* _RECORDS SHOWN_:
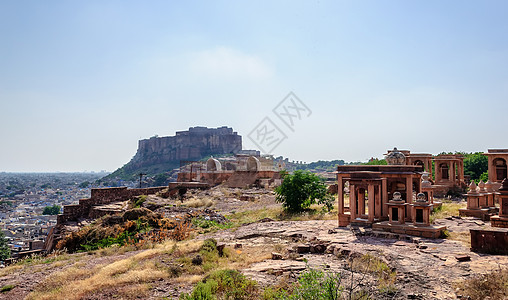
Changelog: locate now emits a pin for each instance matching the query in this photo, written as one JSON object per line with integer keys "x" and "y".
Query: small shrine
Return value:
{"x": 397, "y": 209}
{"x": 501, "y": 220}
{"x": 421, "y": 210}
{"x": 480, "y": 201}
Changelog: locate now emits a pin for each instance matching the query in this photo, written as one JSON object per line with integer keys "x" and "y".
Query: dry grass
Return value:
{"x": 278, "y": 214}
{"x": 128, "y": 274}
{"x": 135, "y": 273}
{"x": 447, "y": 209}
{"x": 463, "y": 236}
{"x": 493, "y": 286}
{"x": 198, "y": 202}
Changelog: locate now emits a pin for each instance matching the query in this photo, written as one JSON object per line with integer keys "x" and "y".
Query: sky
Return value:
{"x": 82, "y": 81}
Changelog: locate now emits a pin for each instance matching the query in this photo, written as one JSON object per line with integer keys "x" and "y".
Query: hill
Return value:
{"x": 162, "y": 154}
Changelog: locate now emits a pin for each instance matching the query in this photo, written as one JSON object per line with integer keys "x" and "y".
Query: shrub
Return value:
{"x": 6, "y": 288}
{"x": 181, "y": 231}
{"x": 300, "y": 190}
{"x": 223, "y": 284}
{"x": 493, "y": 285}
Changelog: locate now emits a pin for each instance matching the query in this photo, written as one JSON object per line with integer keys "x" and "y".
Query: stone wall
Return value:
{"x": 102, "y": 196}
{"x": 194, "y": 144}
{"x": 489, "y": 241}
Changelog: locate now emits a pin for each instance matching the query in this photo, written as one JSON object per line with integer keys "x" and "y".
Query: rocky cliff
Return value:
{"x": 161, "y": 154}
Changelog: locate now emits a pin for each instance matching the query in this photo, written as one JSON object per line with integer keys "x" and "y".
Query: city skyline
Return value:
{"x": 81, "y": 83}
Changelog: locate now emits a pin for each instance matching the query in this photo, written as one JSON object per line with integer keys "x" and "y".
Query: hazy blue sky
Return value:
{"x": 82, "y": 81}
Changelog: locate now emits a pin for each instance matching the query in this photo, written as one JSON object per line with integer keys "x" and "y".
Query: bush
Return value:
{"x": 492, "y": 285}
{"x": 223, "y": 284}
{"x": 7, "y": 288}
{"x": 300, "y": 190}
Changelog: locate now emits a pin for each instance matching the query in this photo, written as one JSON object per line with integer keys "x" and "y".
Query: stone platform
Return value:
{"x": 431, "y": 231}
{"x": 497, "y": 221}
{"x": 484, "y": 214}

==

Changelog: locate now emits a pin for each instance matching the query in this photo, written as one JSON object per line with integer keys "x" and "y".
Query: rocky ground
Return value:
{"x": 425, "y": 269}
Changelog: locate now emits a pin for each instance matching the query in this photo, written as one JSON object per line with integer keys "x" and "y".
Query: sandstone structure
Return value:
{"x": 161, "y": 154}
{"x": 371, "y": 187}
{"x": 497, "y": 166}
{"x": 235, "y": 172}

--

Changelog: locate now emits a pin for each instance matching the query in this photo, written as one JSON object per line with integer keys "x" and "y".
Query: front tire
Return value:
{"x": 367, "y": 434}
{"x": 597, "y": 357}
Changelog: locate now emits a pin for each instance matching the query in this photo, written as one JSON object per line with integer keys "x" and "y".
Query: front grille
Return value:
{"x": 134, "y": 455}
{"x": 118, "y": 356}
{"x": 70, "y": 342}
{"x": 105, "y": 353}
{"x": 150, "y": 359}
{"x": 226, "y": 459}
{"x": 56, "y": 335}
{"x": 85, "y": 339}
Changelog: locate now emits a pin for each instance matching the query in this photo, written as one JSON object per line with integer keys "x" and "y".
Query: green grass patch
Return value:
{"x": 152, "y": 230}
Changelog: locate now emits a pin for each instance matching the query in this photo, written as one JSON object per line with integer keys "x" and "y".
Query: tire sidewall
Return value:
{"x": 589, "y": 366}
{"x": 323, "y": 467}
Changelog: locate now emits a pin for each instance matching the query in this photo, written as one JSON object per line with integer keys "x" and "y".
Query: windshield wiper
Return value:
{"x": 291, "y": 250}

* _EXERCISE DESCRIPTION_: Show every line of the data that includes the string "grass".

* _ANSWER AREA_:
Query: dry grass
Query: green grass patch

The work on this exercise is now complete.